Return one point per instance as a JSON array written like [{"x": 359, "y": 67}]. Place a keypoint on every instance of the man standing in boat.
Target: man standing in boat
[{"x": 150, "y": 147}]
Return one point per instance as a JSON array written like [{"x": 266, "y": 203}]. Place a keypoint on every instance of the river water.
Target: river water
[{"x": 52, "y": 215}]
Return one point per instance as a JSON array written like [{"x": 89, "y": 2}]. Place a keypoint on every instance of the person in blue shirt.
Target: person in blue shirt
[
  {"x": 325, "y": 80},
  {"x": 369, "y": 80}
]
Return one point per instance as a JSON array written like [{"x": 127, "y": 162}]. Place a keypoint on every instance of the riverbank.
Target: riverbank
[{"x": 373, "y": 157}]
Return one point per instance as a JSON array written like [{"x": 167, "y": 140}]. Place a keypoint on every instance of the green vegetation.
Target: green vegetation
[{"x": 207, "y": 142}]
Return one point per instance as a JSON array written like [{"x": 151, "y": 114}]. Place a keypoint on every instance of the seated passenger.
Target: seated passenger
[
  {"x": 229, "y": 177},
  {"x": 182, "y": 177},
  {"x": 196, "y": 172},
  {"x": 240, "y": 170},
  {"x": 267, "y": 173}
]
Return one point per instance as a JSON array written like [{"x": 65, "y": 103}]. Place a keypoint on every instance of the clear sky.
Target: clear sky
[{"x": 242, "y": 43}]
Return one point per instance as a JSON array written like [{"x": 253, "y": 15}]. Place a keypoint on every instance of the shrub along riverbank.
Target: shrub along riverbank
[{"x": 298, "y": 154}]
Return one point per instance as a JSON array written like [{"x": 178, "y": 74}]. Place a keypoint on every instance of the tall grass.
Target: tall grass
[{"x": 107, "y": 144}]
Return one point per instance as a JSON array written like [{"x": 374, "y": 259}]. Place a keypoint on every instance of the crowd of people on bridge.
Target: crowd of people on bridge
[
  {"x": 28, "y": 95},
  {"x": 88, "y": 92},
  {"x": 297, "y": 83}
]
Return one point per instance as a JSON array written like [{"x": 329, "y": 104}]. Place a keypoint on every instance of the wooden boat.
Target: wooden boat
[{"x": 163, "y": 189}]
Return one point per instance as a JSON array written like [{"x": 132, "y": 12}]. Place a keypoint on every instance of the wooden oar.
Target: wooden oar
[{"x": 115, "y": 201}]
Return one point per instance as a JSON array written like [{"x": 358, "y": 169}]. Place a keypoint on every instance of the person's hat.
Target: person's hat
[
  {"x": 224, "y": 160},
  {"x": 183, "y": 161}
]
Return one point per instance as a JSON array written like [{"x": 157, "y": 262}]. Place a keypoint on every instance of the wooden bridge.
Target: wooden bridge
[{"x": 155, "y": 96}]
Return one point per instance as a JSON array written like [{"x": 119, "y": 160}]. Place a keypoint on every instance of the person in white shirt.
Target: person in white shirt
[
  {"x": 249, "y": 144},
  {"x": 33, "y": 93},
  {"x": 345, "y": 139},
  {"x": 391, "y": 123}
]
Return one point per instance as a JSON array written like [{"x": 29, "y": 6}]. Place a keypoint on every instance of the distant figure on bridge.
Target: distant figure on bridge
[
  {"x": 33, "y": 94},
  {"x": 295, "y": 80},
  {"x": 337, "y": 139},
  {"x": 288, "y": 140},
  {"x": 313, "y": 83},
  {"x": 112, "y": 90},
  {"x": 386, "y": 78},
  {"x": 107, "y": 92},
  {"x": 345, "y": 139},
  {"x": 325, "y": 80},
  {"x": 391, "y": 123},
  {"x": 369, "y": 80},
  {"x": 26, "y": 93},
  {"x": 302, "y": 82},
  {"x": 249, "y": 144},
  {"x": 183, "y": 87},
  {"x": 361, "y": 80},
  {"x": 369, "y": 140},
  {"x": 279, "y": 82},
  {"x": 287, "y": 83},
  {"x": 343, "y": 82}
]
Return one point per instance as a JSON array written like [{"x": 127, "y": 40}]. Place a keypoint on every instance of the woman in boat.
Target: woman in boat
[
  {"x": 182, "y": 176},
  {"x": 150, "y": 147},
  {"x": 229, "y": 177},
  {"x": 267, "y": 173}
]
---------------
Write the lines out exactly, from the one with "figure on bridge." down to the last line of the listing, and leave out all others.

### Correct answer
Return one point per instance as a JSON array written like [{"x": 29, "y": 6}]. Place a keypoint on every instance of the distant figure on bridge.
Target: distant figure on bridge
[
  {"x": 33, "y": 94},
  {"x": 295, "y": 80},
  {"x": 337, "y": 139},
  {"x": 288, "y": 140},
  {"x": 313, "y": 83},
  {"x": 112, "y": 90},
  {"x": 386, "y": 78},
  {"x": 107, "y": 92},
  {"x": 345, "y": 139},
  {"x": 325, "y": 80},
  {"x": 391, "y": 123},
  {"x": 369, "y": 80},
  {"x": 26, "y": 93},
  {"x": 302, "y": 82},
  {"x": 249, "y": 144},
  {"x": 183, "y": 87},
  {"x": 361, "y": 80},
  {"x": 369, "y": 140},
  {"x": 279, "y": 82},
  {"x": 287, "y": 83},
  {"x": 343, "y": 82}
]
Return one point per instance as a JSON array written like [{"x": 127, "y": 40}]. Place a keypoint on every instance of the woman in boat.
Target: woman in boat
[
  {"x": 182, "y": 176},
  {"x": 150, "y": 147},
  {"x": 229, "y": 177},
  {"x": 267, "y": 173}
]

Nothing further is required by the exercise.